**ASSIGNED TASK**. Write each entry again exactly as shown, but without the images it holds.

**INPUT DATA**.
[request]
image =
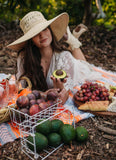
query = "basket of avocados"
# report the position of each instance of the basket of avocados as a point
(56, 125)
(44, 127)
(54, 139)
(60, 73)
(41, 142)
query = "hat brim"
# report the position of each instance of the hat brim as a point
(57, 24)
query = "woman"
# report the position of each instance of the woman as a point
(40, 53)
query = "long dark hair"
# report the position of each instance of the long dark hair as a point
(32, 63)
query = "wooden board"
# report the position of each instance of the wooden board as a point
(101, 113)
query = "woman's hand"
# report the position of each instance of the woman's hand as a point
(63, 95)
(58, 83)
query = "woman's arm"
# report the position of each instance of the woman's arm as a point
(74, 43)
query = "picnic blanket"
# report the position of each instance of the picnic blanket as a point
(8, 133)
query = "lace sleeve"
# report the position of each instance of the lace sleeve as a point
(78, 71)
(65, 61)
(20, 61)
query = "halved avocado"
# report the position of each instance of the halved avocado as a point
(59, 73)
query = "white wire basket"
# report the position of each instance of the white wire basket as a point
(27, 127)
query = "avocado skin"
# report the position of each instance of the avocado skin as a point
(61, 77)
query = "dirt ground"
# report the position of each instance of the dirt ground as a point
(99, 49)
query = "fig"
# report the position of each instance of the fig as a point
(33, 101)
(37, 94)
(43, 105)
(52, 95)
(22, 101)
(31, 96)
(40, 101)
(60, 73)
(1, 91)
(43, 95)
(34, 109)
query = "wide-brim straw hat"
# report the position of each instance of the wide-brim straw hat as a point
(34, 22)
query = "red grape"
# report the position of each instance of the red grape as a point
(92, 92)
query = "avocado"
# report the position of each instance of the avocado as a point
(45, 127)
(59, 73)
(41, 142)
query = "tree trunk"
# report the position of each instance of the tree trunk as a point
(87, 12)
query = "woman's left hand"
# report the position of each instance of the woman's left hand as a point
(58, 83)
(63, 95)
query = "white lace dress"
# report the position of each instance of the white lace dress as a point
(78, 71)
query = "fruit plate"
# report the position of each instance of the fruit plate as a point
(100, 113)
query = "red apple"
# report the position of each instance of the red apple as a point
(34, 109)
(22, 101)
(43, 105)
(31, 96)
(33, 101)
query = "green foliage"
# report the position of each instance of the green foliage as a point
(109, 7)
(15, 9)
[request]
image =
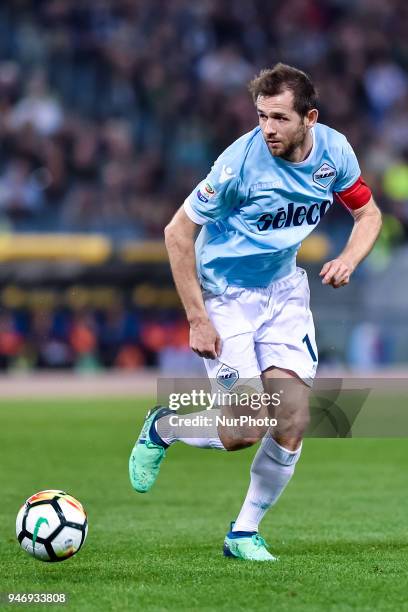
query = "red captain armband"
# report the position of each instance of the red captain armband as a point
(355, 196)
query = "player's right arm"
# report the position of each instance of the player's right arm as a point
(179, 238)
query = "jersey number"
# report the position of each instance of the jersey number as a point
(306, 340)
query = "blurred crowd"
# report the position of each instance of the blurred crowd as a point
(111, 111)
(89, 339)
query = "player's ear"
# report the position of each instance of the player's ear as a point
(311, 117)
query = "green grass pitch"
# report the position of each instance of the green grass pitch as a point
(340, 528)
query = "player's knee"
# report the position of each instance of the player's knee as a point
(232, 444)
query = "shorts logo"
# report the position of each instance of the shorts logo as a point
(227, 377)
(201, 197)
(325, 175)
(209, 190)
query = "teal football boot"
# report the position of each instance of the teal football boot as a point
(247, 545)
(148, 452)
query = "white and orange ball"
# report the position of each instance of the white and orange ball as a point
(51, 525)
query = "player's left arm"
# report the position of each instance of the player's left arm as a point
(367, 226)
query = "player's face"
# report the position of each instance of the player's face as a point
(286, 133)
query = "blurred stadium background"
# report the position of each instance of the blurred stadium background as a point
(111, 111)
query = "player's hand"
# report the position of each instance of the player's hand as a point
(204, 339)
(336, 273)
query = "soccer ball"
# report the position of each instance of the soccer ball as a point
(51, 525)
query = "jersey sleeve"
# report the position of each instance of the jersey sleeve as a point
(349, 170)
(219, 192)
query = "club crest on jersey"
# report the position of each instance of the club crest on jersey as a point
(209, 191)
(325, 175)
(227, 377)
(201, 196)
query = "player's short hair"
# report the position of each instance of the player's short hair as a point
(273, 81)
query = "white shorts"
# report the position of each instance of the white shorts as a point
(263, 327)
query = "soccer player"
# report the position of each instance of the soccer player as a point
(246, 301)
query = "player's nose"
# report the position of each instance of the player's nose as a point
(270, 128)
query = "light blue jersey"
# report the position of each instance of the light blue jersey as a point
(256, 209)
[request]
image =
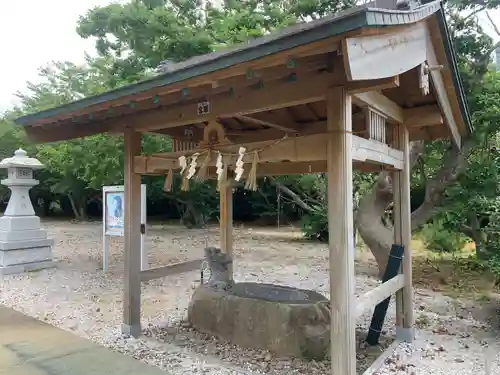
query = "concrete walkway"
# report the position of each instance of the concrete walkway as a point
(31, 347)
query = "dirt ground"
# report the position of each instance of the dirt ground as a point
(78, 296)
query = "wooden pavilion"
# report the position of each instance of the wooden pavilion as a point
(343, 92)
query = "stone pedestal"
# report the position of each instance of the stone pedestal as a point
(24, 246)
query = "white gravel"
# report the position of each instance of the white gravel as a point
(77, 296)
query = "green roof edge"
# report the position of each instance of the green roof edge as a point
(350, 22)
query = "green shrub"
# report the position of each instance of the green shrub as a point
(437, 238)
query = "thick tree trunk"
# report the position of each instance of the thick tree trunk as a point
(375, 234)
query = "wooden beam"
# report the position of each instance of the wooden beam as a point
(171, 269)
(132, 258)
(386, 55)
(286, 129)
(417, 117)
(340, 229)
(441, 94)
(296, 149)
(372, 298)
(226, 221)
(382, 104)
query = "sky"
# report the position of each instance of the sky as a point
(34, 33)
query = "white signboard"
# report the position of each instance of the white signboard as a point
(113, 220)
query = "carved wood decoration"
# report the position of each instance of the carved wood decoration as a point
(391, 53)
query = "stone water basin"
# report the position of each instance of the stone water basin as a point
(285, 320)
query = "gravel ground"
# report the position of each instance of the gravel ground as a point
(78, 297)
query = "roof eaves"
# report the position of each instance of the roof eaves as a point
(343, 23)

**EXERCISE SOLUTION**.
[request]
image =
query = "basket of avocados"
# report the position of each instance of the basket of avocados as a point
(56, 125)
(44, 127)
(54, 139)
(60, 73)
(41, 142)
query = "hat brim"
# report the position of each instance of the hat brim as a point
(57, 24)
query = "woman"
# report the position of each instance of the woman as a point
(40, 53)
query = "long dark hair"
# report the position of each instance of the long dark hair as a point
(32, 63)
query = "wooden board"
# report the position of each instance of the wooden board as a point
(101, 113)
query = "woman's hand"
# report the position of each instance of the woman's hand as a point
(63, 95)
(58, 83)
query = "woman's arm"
# report the position of each instance of the woman's arm as a point
(74, 43)
query = "picnic blanket"
# report the position of each instance of the picnic blanket as a point
(8, 133)
query = "lace sleeve"
# report the position of each instance of the lace sleeve as a point
(78, 71)
(65, 61)
(20, 61)
query = "halved avocado"
# report the position of each instance of the halved avocado as a point
(59, 73)
query = "white wire basket"
# report the position of each instance of the white wire basket as a point
(27, 127)
query = "avocado skin"
# report the position of each instance of the avocado skin as a point
(61, 77)
query = "dirt ground"
# report the position of each instance of the dirt ground as a point
(99, 49)
query = "fig"
# report the position of each instance of the fig as a point
(33, 101)
(37, 94)
(43, 105)
(52, 95)
(22, 101)
(31, 96)
(40, 101)
(60, 73)
(1, 91)
(43, 95)
(34, 109)
query = "wide-brim straw hat"
# report the position of each instance of the wide-brim straw hat as a point
(34, 22)
query = "red grape"
# report the position of each instance of the red grape as a point
(92, 92)
query = "avocado"
# report the position of each instance of the avocado as a point
(45, 127)
(59, 73)
(41, 142)
query = "tree trunk"
# report the position of each instance of the tree trunk as a point
(87, 12)
query = "woman's left hand"
# report the position of each instance of the woman's left hand as a point
(58, 83)
(63, 95)
query = "white lace dress"
# report the position of each instance of the white lace dress as a point
(78, 71)
query = "fruit plate"
# report the position of each instance of the fruit plate as a point
(100, 113)
query = "red apple"
# report the position of each instance of the red apple as a point
(34, 109)
(22, 101)
(43, 105)
(31, 96)
(33, 101)
query = "green foliage"
# report the position of each instance of the green foliage as a point
(109, 7)
(15, 9)
[request]
image =
query = "red captain armband"
# report the position of each instance of the red captain armband as a point
(355, 196)
query = "player's right arm"
# report the position of each instance of the player's right arm as a point
(179, 238)
query = "jersey number"
# report the position of each instance of the jersey number as a point
(306, 340)
query = "blurred crowd"
# report the position of each instance of the blurred crowd as a point
(111, 111)
(89, 339)
query = "player's ear"
# report the position of each instance of the player's ear as a point
(311, 117)
query = "green grass pitch"
# report the position of each instance of the green grass pitch as a point
(340, 528)
query = "player's knee"
# report the position of each instance of the player's knee as a point
(232, 444)
query = "shorts logo"
# report the position of each instance of the shorts logo as a point
(227, 377)
(201, 197)
(325, 175)
(209, 190)
query = "teal football boot"
# report the position of each instance of the teal football boot as a point
(247, 545)
(148, 452)
query = "white and orange ball"
# report the position of each instance of the white and orange ball as a point
(51, 525)
query = "player's left arm"
# report the position of each instance of the player's left arm as a point
(367, 226)
query = "player's face"
# report the position of each instance of the player's face as a point
(286, 133)
query = "blurred stadium background"
# report the position of each instance of the blurred stadium background as a point
(111, 111)
query = "player's hand"
# report the position of each instance of the player's hand as a point
(204, 339)
(336, 273)
query = "soccer ball"
# report the position of each instance of the soccer ball as a point
(51, 525)
query = "jersey sleeve"
# report the position of each instance of the jersey sleeve as a point
(349, 170)
(219, 192)
query = "club crest on jersey"
# report the position of each instance of the club crest on jersey as a point
(209, 191)
(325, 175)
(227, 377)
(201, 196)
query = "player's short hair"
# report the position of each instance of the player's short hair as a point
(273, 81)
query = "white shorts"
# report the position of each instance of the white shorts as a point
(263, 327)
query = "soccer player"
# report the position of each instance of the soccer player as a point
(246, 301)
query = "player's nose"
# report the position of each instance of the player's nose as a point
(270, 128)
query = "light blue jersey"
# report the position of each instance of the light blue jersey as a point
(256, 209)
[request]
image =
query = "concrete walkway"
# report the position of each instance of the concrete walkway as a point
(31, 347)
query = "dirt ground"
# report the position of each instance of the dirt ground as a point
(78, 296)
query = "wooden pavilion"
# report the position of each instance of the wooden pavilion as a point
(343, 92)
query = "stone pedestal"
# report the position of each instance of the stone pedestal as a point
(24, 246)
query = "white gravel"
# report the position of each instance of the white gravel as a point
(77, 296)
query = "green roof edge"
# report the position of each instance of the green roof edge as a point
(350, 22)
query = "green shrub"
# report the position of each instance of the green shrub as a point
(437, 238)
query = "thick tree trunk"
# report the position of each instance of the thick tree trunk as a point
(375, 234)
query = "wooden beam"
# report the position of each instance of the wooden beam as a point
(171, 269)
(132, 258)
(386, 55)
(286, 129)
(417, 117)
(340, 229)
(441, 94)
(296, 149)
(372, 298)
(226, 221)
(382, 104)
query = "sky"
# report the position of each instance of the sky as a point
(34, 33)
query = "white signboard"
# report the position of each instance of the white signboard as a point
(113, 220)
query = "carved wood decoration"
# report the position of each instance of the carved wood decoration as a point
(391, 53)
query = "stone water basin"
# report the position of each instance of the stone water basin as a point
(285, 320)
query = "gravel ground"
# report the position of each instance of the gravel ground as a point
(78, 297)
query = "roof eaves"
# report the position of each instance of the roof eaves as a point
(343, 23)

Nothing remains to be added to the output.